WORK TO DO :: Return every line of the items below that contains the word "wheel".

'''

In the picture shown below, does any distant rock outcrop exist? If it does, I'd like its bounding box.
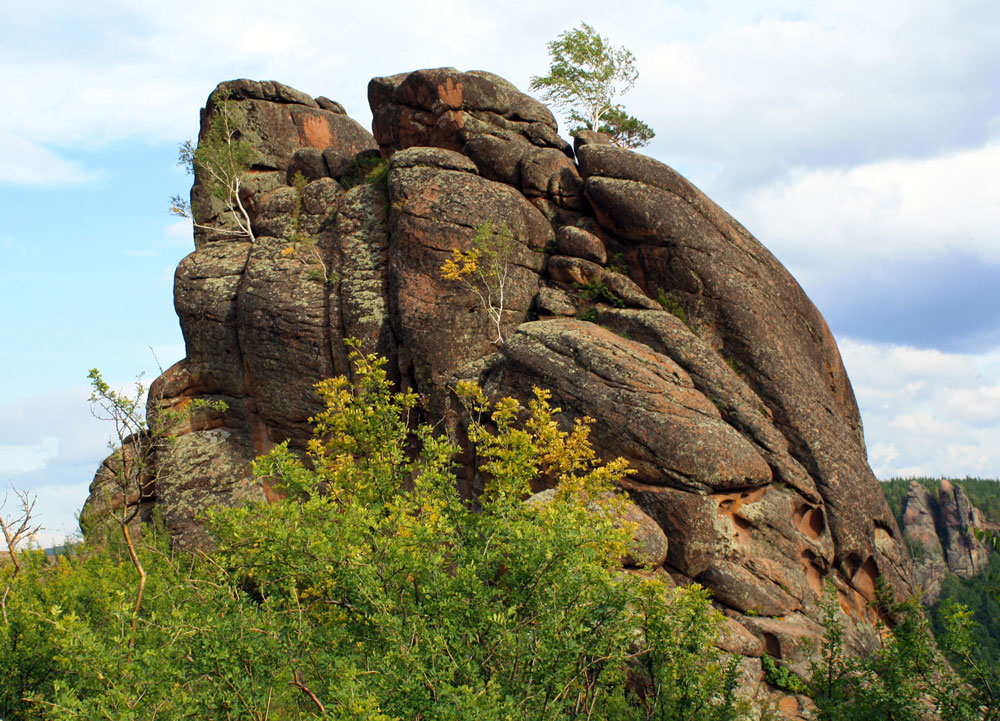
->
[903,479,989,604]
[84,68,916,705]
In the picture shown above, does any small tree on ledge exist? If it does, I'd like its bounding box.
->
[441,221,516,345]
[170,90,254,241]
[531,23,655,148]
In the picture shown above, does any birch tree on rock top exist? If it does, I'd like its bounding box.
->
[531,23,655,148]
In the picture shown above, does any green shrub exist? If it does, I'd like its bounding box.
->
[0,352,744,721]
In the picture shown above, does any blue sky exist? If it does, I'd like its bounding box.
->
[0,0,1000,542]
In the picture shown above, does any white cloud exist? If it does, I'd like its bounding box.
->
[840,339,1000,478]
[738,142,1000,274]
[0,436,59,476]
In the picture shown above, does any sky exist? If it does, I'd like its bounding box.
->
[0,0,1000,544]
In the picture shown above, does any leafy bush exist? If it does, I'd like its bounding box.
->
[0,352,744,721]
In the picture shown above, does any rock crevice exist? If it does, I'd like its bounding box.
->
[89,68,916,704]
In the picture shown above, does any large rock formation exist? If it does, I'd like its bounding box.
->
[903,479,989,604]
[84,68,912,712]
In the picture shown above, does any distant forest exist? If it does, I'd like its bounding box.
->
[882,478,1000,680]
[882,477,1000,526]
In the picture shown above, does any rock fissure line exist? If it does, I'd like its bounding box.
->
[88,68,916,712]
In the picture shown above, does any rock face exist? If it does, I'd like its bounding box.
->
[86,68,916,704]
[903,479,989,604]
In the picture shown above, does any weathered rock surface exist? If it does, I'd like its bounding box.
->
[903,479,989,605]
[90,68,916,704]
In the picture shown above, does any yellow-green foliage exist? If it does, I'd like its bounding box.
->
[0,350,741,721]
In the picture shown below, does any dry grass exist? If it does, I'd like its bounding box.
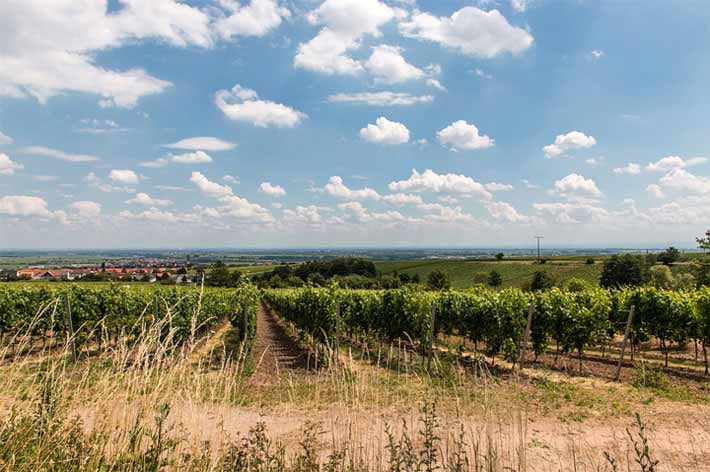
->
[0,300,710,471]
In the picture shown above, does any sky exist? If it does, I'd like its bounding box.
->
[0,0,710,249]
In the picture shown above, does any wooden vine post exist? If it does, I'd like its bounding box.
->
[242,302,249,346]
[518,303,535,370]
[335,303,342,362]
[64,293,77,364]
[614,305,636,382]
[427,302,436,370]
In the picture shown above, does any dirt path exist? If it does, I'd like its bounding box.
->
[252,304,308,383]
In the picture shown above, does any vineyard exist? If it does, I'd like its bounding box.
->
[264,288,710,373]
[0,284,259,356]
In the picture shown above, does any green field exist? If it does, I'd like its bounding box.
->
[375,260,603,288]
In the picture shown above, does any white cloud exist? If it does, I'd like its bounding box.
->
[646,184,666,198]
[614,162,641,175]
[0,195,52,218]
[118,208,181,224]
[215,84,307,128]
[74,118,128,134]
[554,174,602,198]
[108,169,140,185]
[214,0,291,40]
[542,131,597,159]
[20,146,99,162]
[84,172,135,193]
[0,131,12,146]
[190,172,233,198]
[473,68,493,80]
[589,49,606,59]
[259,182,286,198]
[483,201,528,223]
[69,200,101,219]
[646,156,708,172]
[293,0,396,75]
[533,203,610,224]
[283,205,323,225]
[163,136,237,152]
[436,120,495,151]
[126,192,173,207]
[365,44,425,84]
[484,182,515,192]
[0,0,212,108]
[399,6,534,58]
[658,168,710,195]
[382,193,424,206]
[510,0,528,13]
[360,116,409,145]
[139,151,212,169]
[0,152,24,175]
[323,175,380,200]
[328,92,434,107]
[220,195,274,223]
[388,169,492,200]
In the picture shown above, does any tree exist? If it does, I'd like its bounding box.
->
[695,229,710,251]
[427,270,451,290]
[648,266,674,289]
[530,270,555,292]
[658,246,680,265]
[488,270,503,287]
[599,254,647,288]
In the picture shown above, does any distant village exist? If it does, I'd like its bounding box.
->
[15,264,202,284]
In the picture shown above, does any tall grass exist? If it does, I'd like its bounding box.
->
[0,296,680,472]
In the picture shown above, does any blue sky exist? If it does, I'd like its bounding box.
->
[0,0,710,249]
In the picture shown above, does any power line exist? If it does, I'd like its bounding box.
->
[535,236,544,262]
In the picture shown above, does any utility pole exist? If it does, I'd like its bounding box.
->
[535,236,544,263]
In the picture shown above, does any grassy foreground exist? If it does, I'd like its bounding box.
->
[0,304,710,471]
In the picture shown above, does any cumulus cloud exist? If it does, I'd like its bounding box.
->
[483,201,528,223]
[382,193,424,206]
[614,162,641,175]
[20,146,99,162]
[658,169,710,195]
[0,131,12,146]
[323,175,381,200]
[554,173,602,198]
[542,131,597,159]
[646,184,666,198]
[190,172,233,197]
[126,192,173,206]
[484,182,515,192]
[0,152,24,175]
[69,200,101,219]
[0,0,217,108]
[215,84,307,128]
[436,120,495,151]
[646,156,708,172]
[365,44,425,84]
[388,169,493,200]
[214,0,291,40]
[139,151,212,169]
[259,182,286,198]
[108,169,140,185]
[0,195,53,218]
[163,136,237,152]
[328,92,434,107]
[399,6,534,58]
[533,203,610,224]
[360,116,409,145]
[293,0,396,75]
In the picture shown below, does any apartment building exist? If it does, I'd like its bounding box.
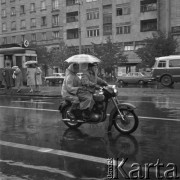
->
[0,0,63,47]
[0,0,180,64]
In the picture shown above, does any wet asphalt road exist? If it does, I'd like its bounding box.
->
[0,93,180,180]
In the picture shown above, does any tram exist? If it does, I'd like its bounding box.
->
[0,44,37,83]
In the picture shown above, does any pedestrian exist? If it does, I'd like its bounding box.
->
[35,64,42,92]
[27,64,36,93]
[61,63,81,119]
[2,63,13,90]
[12,66,23,92]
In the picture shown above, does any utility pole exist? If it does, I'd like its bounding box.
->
[78,0,82,54]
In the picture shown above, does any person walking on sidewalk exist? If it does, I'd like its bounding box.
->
[2,63,13,90]
[27,64,36,93]
[35,64,42,92]
[12,66,23,92]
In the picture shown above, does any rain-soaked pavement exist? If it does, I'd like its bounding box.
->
[0,93,180,180]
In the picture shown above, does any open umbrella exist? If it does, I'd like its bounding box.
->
[65,54,101,64]
[25,61,37,65]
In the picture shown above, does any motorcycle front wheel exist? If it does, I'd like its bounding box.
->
[113,109,139,134]
[62,106,82,129]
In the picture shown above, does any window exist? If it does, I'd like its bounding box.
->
[2,23,7,31]
[158,61,166,67]
[31,18,36,27]
[52,14,59,26]
[2,37,7,44]
[169,59,180,68]
[41,32,47,41]
[21,35,25,42]
[2,9,6,17]
[41,16,47,26]
[31,33,36,41]
[1,0,6,4]
[103,24,112,36]
[67,28,79,39]
[11,7,16,16]
[135,41,145,50]
[66,11,78,23]
[87,26,99,37]
[116,3,130,16]
[11,21,16,30]
[41,1,46,10]
[141,0,157,12]
[20,5,25,14]
[86,0,97,2]
[103,14,112,24]
[21,20,26,29]
[141,19,157,32]
[30,3,35,12]
[11,36,16,44]
[66,0,79,6]
[124,42,134,51]
[52,0,59,10]
[86,9,99,20]
[116,23,131,34]
[52,31,60,39]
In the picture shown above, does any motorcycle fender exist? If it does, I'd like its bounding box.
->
[118,103,136,110]
[58,101,69,113]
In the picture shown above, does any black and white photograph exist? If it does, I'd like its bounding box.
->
[0,0,180,180]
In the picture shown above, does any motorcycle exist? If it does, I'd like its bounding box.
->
[59,85,139,134]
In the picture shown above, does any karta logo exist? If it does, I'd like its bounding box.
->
[107,158,180,180]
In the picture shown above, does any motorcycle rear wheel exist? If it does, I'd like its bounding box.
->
[113,109,139,134]
[62,106,82,129]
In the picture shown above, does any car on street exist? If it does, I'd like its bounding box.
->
[116,72,154,86]
[77,73,83,79]
[151,55,180,86]
[45,73,65,85]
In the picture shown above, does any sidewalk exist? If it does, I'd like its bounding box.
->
[0,86,180,97]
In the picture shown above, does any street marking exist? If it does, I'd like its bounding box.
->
[0,106,59,112]
[138,116,180,122]
[0,140,180,176]
[0,106,180,122]
[0,159,75,178]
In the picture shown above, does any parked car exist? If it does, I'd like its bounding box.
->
[45,73,65,85]
[151,55,180,86]
[117,72,154,85]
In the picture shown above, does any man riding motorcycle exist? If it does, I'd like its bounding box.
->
[61,64,81,119]
[77,63,108,121]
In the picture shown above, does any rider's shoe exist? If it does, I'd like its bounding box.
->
[67,111,76,119]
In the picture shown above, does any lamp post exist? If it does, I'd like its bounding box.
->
[78,0,82,54]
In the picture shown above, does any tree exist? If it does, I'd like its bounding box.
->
[136,32,178,67]
[92,37,127,72]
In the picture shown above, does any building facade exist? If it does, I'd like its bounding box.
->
[0,0,180,67]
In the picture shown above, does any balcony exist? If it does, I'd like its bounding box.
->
[141,19,157,32]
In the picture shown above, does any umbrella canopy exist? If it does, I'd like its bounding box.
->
[65,54,101,64]
[25,61,37,65]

'''

SOLUTION TO THIS TASK ::
In the picture shown above, does any motorcycle front wheel exist? If it does, I'd like its bounding box.
In the picture shown above, does any motorcycle rear wheel exist? If it does, I'd like its bounding box.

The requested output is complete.